Given exercise>
Gather every line in the material below that contains the word "post", and copy each of those lines in full.

:: Data for processing ::

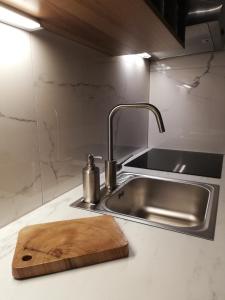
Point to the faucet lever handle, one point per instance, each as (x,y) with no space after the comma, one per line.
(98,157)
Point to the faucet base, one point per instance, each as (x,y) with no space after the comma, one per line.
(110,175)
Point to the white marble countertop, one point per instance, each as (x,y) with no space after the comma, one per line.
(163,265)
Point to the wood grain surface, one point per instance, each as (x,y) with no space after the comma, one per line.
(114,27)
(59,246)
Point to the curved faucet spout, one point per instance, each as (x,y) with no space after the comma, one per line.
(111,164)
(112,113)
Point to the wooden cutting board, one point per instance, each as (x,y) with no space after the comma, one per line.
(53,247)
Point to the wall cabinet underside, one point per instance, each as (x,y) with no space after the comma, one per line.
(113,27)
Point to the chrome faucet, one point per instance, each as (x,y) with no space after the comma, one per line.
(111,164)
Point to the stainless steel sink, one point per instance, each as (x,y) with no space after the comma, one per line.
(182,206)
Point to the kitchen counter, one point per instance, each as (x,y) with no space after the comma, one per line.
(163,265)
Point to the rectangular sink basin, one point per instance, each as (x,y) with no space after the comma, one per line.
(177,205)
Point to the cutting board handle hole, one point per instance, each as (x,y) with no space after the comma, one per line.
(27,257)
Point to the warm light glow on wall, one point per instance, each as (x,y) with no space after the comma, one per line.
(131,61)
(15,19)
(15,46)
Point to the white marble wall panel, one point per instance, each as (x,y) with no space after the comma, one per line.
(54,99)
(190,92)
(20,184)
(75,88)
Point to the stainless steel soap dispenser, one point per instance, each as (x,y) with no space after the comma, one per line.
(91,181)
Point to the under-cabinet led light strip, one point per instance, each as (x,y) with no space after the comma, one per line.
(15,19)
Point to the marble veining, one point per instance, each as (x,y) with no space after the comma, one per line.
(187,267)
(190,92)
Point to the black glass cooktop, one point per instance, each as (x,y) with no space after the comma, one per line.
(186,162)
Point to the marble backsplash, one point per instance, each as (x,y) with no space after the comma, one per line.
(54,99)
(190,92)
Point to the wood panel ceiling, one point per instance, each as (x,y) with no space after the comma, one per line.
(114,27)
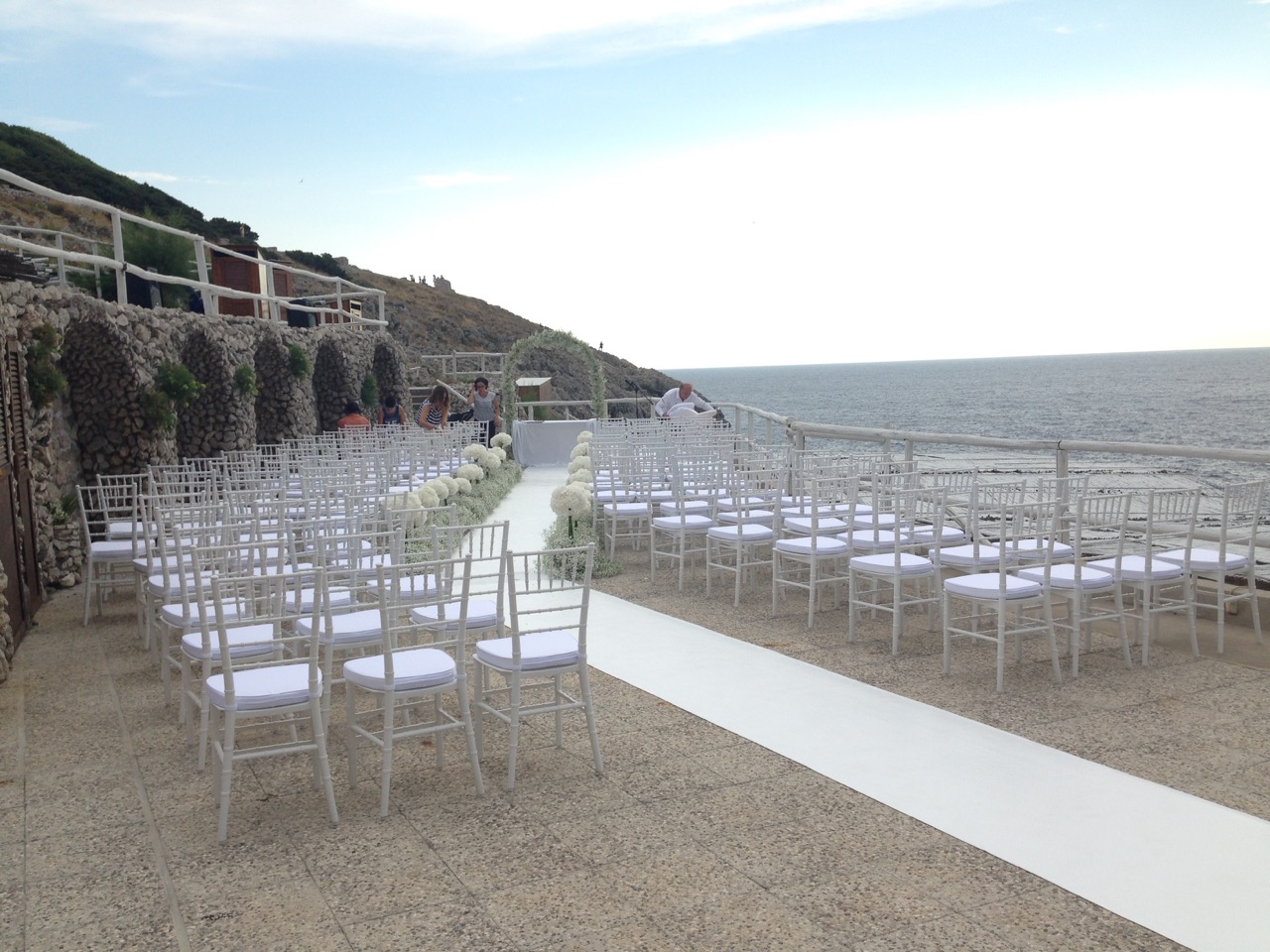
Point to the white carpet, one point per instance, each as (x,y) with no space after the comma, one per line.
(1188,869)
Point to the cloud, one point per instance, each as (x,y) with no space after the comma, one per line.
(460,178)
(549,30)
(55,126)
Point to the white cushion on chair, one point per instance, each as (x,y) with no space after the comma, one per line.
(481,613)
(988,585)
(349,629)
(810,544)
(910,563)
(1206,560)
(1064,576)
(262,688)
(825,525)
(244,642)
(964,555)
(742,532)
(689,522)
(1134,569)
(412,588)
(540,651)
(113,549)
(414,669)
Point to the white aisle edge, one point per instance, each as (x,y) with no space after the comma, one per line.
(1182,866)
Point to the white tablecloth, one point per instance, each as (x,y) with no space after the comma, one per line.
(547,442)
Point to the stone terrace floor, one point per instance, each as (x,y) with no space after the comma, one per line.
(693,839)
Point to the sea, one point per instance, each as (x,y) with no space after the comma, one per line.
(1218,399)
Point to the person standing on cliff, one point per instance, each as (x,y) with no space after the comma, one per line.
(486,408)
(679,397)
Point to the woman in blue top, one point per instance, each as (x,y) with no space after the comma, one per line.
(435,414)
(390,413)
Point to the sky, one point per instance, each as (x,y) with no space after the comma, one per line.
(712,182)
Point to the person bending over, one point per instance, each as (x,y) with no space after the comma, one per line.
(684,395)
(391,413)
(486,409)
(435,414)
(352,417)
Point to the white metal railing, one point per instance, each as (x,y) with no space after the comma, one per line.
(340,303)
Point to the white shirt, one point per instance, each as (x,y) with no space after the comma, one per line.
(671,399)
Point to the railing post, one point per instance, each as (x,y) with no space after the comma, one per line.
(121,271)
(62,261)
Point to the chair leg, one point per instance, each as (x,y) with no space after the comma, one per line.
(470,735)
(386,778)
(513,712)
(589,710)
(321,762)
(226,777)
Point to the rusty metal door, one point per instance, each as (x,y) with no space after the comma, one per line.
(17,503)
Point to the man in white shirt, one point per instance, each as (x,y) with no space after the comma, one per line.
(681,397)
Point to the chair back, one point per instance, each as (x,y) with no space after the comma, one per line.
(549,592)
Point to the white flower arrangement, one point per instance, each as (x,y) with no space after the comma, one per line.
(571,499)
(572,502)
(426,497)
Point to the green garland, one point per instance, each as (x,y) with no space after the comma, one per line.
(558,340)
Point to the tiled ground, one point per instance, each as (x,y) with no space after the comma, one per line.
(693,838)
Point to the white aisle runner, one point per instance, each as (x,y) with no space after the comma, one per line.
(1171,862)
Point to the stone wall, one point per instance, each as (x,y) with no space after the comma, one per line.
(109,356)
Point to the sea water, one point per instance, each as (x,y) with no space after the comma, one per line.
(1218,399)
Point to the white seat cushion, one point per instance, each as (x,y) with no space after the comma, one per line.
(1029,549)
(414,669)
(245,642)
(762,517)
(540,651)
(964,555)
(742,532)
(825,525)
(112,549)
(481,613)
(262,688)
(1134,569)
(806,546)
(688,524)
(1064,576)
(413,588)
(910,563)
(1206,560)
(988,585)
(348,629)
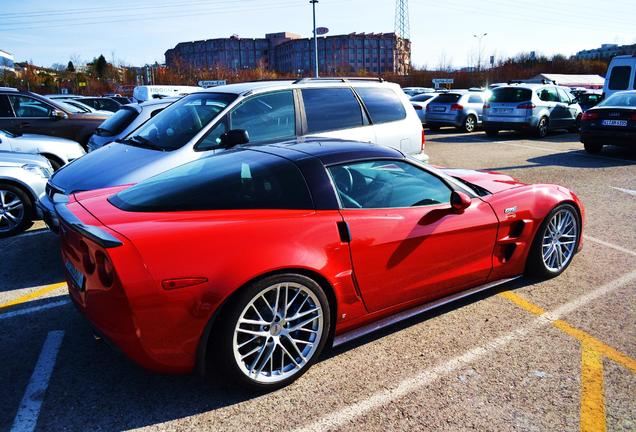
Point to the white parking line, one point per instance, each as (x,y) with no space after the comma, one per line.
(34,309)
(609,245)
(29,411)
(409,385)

:::
:: Data for processing ::

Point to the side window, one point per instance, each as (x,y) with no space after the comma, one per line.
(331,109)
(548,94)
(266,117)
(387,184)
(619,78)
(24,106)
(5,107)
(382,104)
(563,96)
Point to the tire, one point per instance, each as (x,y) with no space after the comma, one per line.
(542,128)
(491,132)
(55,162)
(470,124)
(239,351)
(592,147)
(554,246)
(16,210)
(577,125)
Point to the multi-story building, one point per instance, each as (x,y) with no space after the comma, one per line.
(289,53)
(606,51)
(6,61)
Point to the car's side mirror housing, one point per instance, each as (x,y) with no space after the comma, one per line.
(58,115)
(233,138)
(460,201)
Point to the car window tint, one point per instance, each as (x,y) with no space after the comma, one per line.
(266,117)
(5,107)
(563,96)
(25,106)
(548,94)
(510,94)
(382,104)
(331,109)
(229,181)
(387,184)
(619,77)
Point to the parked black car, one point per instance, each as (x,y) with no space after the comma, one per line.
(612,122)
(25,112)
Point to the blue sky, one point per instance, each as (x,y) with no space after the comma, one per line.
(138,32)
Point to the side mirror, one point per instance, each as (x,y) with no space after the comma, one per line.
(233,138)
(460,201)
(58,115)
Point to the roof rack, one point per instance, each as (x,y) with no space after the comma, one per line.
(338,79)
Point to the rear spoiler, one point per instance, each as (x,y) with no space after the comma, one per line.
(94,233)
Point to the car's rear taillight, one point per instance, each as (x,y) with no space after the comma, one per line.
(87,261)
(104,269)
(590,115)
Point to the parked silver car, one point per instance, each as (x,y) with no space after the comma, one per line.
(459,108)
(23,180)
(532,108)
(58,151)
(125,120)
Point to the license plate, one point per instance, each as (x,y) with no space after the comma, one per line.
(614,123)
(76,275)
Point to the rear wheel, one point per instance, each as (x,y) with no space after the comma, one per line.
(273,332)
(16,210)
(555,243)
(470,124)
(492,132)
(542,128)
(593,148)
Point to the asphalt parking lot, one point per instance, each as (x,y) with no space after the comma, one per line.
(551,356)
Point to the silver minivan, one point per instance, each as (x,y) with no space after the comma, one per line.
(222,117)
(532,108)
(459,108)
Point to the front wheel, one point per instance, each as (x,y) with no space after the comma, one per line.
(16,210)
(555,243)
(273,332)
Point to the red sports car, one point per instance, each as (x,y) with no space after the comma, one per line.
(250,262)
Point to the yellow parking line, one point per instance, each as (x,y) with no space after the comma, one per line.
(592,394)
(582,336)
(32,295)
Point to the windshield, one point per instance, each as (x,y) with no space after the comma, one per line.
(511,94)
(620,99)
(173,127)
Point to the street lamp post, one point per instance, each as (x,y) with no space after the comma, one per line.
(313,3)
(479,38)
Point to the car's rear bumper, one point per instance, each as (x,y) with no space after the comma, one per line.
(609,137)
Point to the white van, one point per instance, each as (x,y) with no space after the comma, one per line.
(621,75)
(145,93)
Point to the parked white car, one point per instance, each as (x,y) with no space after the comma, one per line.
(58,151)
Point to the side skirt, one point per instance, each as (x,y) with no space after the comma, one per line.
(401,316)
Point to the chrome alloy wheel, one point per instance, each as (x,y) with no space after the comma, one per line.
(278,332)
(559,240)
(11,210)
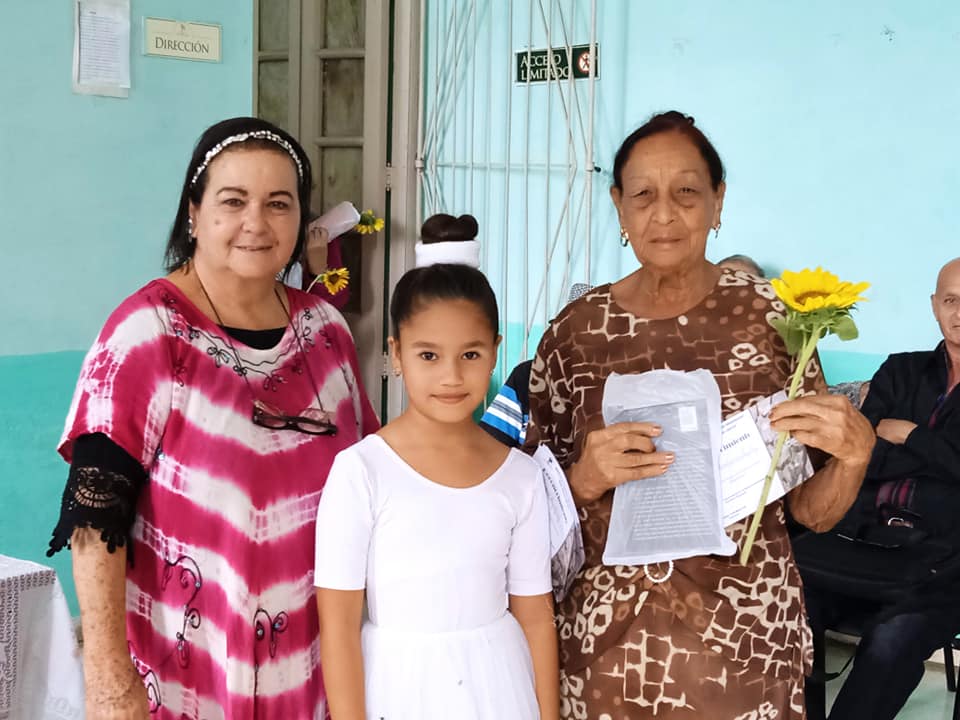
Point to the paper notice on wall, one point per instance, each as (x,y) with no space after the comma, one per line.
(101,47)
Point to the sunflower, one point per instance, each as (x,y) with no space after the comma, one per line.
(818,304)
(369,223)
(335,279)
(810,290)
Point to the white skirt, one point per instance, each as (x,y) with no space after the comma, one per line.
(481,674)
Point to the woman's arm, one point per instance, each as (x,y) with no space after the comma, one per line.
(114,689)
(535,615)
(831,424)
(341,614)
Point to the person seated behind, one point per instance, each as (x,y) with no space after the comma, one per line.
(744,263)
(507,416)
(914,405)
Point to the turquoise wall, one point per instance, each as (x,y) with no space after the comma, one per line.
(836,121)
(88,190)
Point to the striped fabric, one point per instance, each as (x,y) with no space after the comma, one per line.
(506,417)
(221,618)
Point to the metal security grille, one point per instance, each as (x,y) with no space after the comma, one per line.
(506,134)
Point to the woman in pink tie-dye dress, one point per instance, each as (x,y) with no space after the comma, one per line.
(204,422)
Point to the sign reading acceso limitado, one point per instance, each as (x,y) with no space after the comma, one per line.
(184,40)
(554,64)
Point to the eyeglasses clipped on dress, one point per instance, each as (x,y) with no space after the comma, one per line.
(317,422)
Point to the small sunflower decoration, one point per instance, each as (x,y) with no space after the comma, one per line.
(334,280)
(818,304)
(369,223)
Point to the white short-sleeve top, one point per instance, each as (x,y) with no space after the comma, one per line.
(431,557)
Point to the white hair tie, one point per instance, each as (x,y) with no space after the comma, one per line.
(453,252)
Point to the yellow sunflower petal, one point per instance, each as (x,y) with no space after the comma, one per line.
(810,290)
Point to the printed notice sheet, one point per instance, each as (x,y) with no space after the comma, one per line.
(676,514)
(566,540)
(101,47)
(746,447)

:::
:: Data for processing ::

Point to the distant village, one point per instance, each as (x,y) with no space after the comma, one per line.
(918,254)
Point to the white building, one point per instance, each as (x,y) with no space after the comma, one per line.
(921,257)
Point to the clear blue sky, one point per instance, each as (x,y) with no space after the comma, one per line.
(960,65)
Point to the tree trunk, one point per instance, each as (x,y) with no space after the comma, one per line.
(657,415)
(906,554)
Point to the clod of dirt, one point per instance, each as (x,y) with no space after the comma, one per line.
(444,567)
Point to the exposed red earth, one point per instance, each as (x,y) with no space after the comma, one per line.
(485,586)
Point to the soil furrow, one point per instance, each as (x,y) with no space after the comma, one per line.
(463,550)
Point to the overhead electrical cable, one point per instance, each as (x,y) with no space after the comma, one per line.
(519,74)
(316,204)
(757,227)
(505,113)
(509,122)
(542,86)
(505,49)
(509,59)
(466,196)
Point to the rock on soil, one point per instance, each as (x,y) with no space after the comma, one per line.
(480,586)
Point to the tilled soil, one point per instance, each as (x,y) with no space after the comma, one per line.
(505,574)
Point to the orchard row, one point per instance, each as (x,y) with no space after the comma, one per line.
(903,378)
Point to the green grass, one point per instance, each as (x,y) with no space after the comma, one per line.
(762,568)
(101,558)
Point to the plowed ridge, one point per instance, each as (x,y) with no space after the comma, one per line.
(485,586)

:::

Written solution>
Point to the railing post, one point per instance, each as (x,y) with no space after the comma, one per line.
Point to the street lamp post, one point per instance, each as (x,y) with no space after the comma, one per line.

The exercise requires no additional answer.